Know Your Microbes

Understanding the role of pre-, pro- and postbiotics in maintaining a healthy microbiome.
Food for your microbiome can be found in vegetables like onion and cauliflower. Photography: Samira Kazan

By Tapp Francke Ingolia, MS

They may be the most helpful squatters in history. Pre-, pro- and postbiotics are buzzwords in the health world. And for good reason! These microbes, which call our bodies home, are acquired throughout our lifetime—by touching, breathing and eating—are essential for our health and well-being. From balancing our mood, to supporting our immune system, to producing anti-inflammatory metabolites, these fantastic flora are responsible for many components of who we are and how our bodies run. In fact, in some ways we are more microbe than we are human. Our bodies are host to about 100 trillion bacterial cells of 10,000 different species. Though only weighing about 3 pounds, our microbial population accounts for the vast majority of our unique genes. In fact, our microbial cells outnumber our human cells by 10 to 1. Genetically, we are outnumbered 360 to 1. The presence, or absence, of these microbes can determine the status of our health.

Over the past 50 years, the diversity of the microbial populations in our gut has been declining. Dr. Martin J. Blaser, in his book Missing Microbes, says that the current rise in chronic and inflammatory diseases like Crohn’s disease, type 1 diabetes, allergies and celiac disease, as well as mood disorders like anxiety and depression, may be due in part to the decline in this protective microbial population. Blaser explains that the use of antibiotics as well as other medications like birth control pills, proton-pump inhibitors and laxatives can all negatively impact the health and diversity of our microbiome. Pesticides and fungicides in our food, as well as plain old-fashioned stress, can also down-regulate this delicate system. Additionally, the standard American diet is woefully insufficient in the types of foods that allow the microbiome to bloom, which results in hindered immune function and mood instability.

So, what can we do? Beyond being conscious about our food and medicine choices, we can bolster our microbiome with probiotics, cultured foods and a little love. Think of your microbiome like a garden: If you tend to it properly, it will grow. Here’s a handy guide to understanding each of the “biotics”:

Probiotics: These are the good guys—the microbes. The greatest breadth of microbial diversity can be found in naturally fermented food products. This means cultured foods like yogurt, kefir, sauerkraut, kombucha and pickles. Make sure that these foods are brined in salt and not vinegar to ensure that they are rich in live bacteria. If something is pickled in vinegar, then it will taste pickled, but will not have the microbial benefit that real fermented foods have. Good bacteria can also be found in probiotic supplements. If you go this route, make sure to change your probiotics often in order to ensure proper microbial diversity. If you take the same probiotic supplement over and over, it will create monoculturing, which means the overgrowth of specific strains. The goal here is diversity.

Prebiotics: Think of prebiotics as food or fertilizer for your microbiome. Prebiotics are fibers found in fruits like watermelon and grapefruit, vegetables like asparagus, garlic, onion and cauliflower, as well as beans like chickpeas and lentils, whole grains like barley and oats, and nuts like almonds and pistachios. These foods all help the “good guys” to grow and prosper. The presence of these beneficial foods in our diet determines the health of our microbial friends.

Postbiotics: These metabolites are a byproduct of the metabolic process of our microbes breaking down the prebiotic fibers. This process produces helpful compounds like vitamins B and K, anti-inflammatory short-chain fatty acids like butyrate and acetate, and neurotransmitters such as GABA and serotonin. This process requires both the presence of pre- and probiotics in order to occur.

Our microbes are our friends—maybe even our best friends. They help us in ways that most of us are not even aware of. Eating a whole-food diet rich in probiotic and prebiotic foods will ensure their health and stability. Love your gut, and it will love you back.

QUESTIONS TO ANSWER =
• 1. Based on the article on pre-, pro- and postbiotics, state whether each statement agrees with it: (a) our microbial cells outnumber our human cells by 10 to 1; (b) foods pickled in vinegar give the same microbial benefit as naturally fermented foods; (c) the postbiotic process needs only probiotics to occur. Answer yes or no for each, quoting the words from the article that decide it.
• 2. Reproduce the part of the article on pre-, pro- and postbiotics that lies between "Postbiotics: These metabolites" and "love you back.", inclusive.

Region pointing data:
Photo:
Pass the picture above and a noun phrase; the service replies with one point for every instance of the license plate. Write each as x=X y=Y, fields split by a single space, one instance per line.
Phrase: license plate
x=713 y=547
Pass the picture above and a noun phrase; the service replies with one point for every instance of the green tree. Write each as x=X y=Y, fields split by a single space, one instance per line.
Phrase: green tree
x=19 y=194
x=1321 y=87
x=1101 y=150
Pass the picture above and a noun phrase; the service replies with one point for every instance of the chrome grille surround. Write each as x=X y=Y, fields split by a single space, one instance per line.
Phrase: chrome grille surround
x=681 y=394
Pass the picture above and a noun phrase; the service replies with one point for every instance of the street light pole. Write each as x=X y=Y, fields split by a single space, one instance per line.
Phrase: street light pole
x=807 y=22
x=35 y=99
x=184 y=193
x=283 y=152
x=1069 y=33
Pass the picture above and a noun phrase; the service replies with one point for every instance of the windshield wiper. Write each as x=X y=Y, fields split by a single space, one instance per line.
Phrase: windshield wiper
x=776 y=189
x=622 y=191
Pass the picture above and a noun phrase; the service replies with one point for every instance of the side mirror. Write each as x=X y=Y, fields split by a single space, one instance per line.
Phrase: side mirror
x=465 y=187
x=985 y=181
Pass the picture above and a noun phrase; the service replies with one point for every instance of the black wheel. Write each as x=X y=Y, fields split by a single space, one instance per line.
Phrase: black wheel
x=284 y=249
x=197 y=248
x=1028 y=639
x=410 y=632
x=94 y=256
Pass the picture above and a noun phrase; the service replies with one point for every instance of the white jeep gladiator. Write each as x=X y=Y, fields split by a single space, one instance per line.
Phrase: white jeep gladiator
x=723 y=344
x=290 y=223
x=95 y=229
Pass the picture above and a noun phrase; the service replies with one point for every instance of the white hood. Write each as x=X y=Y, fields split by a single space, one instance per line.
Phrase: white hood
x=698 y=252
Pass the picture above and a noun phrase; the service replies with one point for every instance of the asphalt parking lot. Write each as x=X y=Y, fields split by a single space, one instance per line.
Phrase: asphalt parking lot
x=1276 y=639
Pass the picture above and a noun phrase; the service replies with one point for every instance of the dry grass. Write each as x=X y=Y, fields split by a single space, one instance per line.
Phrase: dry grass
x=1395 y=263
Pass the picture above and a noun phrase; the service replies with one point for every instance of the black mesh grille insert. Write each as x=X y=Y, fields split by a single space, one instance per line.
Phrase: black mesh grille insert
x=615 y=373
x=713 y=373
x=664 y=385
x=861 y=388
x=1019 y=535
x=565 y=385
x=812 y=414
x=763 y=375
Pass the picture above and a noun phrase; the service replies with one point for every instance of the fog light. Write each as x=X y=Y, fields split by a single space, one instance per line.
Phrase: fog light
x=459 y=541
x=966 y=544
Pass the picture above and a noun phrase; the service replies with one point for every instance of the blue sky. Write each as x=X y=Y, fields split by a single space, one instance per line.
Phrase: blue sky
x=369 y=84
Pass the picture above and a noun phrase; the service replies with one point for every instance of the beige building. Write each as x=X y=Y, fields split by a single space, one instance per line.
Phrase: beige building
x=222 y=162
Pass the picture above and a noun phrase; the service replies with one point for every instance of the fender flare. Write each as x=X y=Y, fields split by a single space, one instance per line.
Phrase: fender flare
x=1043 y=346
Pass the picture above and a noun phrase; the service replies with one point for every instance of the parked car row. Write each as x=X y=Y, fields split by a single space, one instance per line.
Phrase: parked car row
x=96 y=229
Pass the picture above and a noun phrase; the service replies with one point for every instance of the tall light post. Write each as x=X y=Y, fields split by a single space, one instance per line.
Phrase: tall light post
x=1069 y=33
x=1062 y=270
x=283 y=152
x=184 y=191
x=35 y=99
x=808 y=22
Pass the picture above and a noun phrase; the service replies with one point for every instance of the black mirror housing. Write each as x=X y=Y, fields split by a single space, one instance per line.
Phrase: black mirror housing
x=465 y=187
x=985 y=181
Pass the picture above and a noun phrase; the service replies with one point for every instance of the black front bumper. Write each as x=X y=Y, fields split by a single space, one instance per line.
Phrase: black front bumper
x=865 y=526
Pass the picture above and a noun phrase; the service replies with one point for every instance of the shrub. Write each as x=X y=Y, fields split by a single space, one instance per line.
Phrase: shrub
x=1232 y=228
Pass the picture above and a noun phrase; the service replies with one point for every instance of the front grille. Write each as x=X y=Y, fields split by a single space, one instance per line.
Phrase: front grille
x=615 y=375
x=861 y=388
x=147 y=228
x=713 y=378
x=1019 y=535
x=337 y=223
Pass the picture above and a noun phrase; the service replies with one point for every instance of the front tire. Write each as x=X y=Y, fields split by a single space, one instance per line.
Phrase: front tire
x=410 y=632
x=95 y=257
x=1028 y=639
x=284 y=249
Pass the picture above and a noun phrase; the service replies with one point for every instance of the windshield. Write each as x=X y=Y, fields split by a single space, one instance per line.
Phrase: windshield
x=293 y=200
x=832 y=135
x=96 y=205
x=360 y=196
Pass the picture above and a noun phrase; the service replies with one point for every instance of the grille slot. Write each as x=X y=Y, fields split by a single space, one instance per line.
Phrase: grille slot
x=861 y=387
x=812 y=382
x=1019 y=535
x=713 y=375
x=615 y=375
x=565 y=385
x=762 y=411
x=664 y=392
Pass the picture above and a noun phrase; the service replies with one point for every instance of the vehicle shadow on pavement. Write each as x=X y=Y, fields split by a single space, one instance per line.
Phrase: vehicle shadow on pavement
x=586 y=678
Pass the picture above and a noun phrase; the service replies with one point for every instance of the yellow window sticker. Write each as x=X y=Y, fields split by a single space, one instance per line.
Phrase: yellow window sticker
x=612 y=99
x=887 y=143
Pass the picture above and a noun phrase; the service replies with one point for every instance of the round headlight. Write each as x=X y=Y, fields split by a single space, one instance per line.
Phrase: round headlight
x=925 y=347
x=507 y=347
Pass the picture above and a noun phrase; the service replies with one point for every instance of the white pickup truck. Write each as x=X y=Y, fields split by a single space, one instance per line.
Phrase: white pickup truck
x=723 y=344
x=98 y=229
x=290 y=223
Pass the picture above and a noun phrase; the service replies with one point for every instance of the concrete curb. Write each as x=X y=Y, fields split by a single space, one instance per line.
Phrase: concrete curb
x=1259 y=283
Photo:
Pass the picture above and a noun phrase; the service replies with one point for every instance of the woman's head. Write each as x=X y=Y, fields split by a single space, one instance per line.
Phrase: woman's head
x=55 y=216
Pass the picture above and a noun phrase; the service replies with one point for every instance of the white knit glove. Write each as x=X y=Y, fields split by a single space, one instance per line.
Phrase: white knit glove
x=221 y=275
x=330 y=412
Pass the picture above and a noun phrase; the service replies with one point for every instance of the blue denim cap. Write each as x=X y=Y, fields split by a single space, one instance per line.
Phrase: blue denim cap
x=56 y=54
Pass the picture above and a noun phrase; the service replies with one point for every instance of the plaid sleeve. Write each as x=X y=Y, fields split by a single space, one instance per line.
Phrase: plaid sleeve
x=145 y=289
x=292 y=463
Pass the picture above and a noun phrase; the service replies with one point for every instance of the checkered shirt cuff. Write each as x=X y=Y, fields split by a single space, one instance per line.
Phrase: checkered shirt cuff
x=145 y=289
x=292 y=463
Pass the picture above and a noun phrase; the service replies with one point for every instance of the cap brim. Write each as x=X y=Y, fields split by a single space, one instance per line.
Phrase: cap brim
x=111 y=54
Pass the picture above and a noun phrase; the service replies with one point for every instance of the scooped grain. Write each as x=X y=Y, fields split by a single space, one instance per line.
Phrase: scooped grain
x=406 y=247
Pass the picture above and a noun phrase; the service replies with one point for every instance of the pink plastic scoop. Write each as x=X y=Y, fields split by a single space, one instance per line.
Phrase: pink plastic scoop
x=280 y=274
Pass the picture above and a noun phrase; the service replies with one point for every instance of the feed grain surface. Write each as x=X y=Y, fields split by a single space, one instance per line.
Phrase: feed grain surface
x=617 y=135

ANSWERS TO THIS EXERCISE =
• 1.
(a) Yes: "our microbial cells outnumber our human cells by 10 to 1."
(b) No: "If something is pickled in vinegar, then it will taste pickled, but will not have the microbial benefit that real fermented foods have."
(c) No: "This process requires both the presence of pre- and probiotics in order to occur."

• 2.
Postbiotics: These metabolites are a byproduct of the metabolic process of our microbes breaking down the prebiotic fibers. This process produces helpful compounds like vitamins B and K, anti-inflammatory short-chain fatty acids like butyrate and acetate, and neurotransmitters such as GABA and serotonin. This process requires both the presence of pre- and probiotics in order to occur.

Our microbes are our friends—maybe even our best friends. They help us in ways that most of us are not even aware of. Eating a whole-food diet rich in probiotic and prebiotic foods will ensure their health and stability. Love your gut, and it will love you back.